■ **EXCERPTED TEXT**:
=-=-=-=-=

The good thing about renting movies via an online retailer is you get to fill in the blanks. Carnival Of Souls is a title I’d heard cinephiles talk about adoringly for years, but I never got around to watching it until it showed up in my mailbox last week. I got a real kick out of this movie. It really encapsulates the time period in which it was made. I can imagine it influencing America’s contemporary filmmakers. While watching the imagery of the climactic fairground sequence, I wondered if dark directors David Lynch and Tim Burton saw this in their youth and filed it away in their twisted psyches. I have no idea if they’ve even seen the movie, but something tells me it’s quite likely. There are also the easy parallels to be drawn between Carnival Of Souls director Herk Harvey and legend George A. Romero. Both started in the business shooting local shorts and both set out to make a low budget horror feature with the help of local investors. A lot of ingenuity and sheer will made their projects rise above their low budgets. History has been a lot kinder to Romero, but Carnival has still garnered a modest following over the years.

=-=-=-=-=

■ **PROBLEM TO WORK ON**:
Summarize the text about Carnival Of Souls above in two sentences.

■ **GIVEN DATA**:
=-=-=-=-=

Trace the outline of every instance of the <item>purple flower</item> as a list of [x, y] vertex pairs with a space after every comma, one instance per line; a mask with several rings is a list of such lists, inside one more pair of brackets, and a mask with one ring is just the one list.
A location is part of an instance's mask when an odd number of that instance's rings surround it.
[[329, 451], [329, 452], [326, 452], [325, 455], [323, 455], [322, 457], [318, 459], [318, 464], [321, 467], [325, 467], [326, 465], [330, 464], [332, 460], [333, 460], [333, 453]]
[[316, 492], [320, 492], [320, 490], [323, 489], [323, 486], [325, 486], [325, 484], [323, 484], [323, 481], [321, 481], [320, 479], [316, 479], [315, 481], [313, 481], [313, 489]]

=-=-=-=-=

■ **RESPONSE FOR THIS EXERCISE**:
The writer finally watched Carnival Of Souls, a film cinephiles had praised for years, when it arrived by mail from an online retailer, and enjoyed how well it captures the period in which it was made. The writer wonders whether David Lynch and Tim Burton saw its fairground sequence in their youth and compares director Herk Harvey with George A. Romero, who both started with local shorts and made low-budget horror features with local investors, though history has been kinder to Romero while Carnival has gained a modest following.